* begin Materials provided *
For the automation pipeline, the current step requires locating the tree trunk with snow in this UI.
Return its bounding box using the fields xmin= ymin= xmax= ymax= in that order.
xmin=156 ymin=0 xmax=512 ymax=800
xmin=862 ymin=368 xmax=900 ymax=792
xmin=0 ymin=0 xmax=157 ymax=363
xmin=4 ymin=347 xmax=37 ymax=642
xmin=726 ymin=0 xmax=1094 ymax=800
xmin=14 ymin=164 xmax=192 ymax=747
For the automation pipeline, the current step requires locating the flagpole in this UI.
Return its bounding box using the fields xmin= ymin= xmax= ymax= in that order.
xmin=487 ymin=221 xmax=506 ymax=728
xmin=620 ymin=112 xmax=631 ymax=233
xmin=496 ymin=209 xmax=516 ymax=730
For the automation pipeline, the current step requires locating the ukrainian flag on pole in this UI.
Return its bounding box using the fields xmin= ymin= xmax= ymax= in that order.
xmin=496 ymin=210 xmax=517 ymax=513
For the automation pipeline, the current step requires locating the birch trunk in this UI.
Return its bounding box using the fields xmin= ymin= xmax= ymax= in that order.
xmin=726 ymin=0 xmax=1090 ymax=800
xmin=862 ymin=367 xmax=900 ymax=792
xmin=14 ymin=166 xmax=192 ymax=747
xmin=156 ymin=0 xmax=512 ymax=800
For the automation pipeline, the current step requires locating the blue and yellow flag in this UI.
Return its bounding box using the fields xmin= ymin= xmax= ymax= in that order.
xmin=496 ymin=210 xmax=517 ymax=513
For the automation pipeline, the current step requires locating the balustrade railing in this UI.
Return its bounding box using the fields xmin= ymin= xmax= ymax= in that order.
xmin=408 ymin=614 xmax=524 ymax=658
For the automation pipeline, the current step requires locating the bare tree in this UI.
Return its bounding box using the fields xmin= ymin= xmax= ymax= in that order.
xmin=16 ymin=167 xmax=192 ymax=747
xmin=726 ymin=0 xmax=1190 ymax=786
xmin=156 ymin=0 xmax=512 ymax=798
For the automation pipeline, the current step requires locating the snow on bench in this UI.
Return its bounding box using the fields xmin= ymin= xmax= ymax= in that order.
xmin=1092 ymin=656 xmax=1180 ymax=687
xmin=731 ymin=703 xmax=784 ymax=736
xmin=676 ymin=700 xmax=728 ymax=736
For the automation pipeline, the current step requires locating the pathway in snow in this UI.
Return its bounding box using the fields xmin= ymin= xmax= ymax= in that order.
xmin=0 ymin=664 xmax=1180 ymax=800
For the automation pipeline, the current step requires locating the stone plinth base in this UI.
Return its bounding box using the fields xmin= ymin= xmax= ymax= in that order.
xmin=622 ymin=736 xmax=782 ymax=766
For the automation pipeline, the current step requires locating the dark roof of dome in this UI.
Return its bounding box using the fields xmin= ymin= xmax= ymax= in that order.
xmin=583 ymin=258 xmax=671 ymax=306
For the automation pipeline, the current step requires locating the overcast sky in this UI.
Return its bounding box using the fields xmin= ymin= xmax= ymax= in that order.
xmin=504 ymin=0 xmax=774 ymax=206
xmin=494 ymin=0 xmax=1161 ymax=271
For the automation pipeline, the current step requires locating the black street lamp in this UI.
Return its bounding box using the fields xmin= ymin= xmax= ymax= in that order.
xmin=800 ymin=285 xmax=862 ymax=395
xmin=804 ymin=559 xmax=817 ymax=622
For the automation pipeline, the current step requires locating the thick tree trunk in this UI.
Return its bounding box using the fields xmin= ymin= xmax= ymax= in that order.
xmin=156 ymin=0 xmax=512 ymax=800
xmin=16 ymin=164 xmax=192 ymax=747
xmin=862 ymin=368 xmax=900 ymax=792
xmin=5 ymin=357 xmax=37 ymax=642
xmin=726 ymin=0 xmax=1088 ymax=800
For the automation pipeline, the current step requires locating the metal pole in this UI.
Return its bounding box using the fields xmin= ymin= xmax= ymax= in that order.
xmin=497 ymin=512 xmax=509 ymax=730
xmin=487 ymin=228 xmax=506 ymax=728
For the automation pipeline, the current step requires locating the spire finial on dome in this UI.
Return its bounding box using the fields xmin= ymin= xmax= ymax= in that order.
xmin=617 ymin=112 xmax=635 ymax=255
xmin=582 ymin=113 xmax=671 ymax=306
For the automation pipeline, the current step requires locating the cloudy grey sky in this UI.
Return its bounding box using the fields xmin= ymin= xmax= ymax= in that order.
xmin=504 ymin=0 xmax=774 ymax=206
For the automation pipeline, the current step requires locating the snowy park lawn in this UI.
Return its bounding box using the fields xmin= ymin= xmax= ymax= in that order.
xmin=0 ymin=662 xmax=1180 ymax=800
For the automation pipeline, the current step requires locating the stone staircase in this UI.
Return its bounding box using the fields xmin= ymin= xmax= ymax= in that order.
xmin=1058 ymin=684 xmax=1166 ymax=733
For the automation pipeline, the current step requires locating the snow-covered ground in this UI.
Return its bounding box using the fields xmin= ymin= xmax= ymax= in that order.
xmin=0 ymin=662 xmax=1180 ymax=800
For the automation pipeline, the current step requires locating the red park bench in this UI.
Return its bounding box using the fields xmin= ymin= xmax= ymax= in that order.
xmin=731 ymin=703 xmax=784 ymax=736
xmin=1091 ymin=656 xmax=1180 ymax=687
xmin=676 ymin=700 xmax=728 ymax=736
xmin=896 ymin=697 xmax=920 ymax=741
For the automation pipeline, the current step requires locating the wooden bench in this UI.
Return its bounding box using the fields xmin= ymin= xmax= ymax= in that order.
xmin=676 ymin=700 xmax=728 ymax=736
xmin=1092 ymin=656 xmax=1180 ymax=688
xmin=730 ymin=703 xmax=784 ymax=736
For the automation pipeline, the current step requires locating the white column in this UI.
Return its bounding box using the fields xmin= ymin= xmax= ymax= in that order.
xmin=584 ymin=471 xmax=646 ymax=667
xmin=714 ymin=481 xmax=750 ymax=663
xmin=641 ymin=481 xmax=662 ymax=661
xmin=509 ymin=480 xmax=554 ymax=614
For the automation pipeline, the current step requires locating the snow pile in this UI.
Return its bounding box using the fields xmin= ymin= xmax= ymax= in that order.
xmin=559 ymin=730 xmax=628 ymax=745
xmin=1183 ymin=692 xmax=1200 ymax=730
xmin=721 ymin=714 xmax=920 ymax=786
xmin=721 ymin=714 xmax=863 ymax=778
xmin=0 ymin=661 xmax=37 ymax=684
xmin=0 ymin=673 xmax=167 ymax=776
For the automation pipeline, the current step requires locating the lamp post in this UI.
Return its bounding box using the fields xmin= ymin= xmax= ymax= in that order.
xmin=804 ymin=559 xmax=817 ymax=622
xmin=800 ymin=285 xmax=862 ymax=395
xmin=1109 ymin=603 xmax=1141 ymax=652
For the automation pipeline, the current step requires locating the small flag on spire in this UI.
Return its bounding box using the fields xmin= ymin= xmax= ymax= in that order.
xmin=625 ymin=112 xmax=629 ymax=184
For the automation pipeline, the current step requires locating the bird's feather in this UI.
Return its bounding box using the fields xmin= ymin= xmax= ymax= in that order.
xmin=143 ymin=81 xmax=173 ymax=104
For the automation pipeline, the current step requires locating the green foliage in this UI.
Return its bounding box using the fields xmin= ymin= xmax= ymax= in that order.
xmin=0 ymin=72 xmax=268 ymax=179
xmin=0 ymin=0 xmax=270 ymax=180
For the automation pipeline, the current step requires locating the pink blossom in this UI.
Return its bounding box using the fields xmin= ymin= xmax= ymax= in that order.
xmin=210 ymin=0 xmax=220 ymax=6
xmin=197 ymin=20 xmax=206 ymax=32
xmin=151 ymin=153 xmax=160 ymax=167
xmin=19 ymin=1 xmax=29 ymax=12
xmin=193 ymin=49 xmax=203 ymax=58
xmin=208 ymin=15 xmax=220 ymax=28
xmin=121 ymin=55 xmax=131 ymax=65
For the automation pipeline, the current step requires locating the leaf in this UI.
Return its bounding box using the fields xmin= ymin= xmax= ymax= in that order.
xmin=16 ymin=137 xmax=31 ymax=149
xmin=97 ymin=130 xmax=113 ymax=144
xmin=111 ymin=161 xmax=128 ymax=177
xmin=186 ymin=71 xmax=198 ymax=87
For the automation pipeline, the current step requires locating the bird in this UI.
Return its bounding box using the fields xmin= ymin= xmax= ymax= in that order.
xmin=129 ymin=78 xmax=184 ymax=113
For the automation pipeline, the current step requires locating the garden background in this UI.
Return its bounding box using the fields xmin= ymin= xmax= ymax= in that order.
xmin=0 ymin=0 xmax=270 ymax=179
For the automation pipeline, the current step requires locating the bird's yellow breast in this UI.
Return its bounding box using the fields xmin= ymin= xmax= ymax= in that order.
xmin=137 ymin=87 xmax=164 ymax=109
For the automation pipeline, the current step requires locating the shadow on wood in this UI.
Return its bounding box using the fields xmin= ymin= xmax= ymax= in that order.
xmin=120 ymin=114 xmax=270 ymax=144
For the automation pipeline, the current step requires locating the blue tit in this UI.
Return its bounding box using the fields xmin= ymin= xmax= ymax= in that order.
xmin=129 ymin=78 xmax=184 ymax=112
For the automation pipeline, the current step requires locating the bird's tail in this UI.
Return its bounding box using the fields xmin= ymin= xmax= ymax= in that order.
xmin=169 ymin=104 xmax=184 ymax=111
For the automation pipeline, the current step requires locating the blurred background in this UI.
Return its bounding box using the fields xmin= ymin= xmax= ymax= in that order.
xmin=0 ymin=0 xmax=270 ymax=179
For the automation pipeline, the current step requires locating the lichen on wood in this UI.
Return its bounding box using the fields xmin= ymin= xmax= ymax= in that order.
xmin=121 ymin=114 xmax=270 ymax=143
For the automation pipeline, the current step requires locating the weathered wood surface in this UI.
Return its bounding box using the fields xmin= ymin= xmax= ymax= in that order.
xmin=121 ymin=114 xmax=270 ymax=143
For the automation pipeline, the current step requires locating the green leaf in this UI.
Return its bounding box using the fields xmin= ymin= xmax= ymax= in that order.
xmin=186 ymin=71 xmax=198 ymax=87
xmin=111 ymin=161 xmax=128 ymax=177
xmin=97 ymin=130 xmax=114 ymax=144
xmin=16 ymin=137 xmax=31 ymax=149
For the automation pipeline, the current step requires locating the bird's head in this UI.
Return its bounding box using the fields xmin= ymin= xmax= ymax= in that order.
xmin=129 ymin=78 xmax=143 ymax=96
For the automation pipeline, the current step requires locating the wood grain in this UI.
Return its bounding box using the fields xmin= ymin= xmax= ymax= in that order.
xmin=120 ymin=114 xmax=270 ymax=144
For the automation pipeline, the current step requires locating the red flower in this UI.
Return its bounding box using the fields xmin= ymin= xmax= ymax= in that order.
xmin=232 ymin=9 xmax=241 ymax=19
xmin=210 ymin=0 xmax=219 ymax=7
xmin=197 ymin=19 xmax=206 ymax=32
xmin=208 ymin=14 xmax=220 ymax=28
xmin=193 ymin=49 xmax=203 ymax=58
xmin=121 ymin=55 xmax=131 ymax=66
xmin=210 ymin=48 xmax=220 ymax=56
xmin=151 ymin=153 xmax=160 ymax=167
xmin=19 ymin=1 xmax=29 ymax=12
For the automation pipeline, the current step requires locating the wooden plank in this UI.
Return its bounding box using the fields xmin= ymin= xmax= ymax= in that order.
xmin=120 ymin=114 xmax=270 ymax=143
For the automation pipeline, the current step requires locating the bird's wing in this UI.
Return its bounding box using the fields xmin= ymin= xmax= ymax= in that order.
* end Materials provided *
### Instruction
Rewrite the listing as a JSON list of strings, one string per line and blank lines omitted, starting with the line that contains "plank in this UI." and going on through the end of the listing.

### Answer in full
[
  "For the automation pipeline, the current step requires locating the wooden plank in this UI.",
  "Return its bounding box using the fields xmin= ymin= xmax= ymax= in that order.",
  "xmin=120 ymin=114 xmax=270 ymax=143",
  "For the automation pipeline, the current step requires locating the bird's wing in this UI.",
  "Return its bounding box using the fields xmin= ymin= xmax= ymax= in that order."
]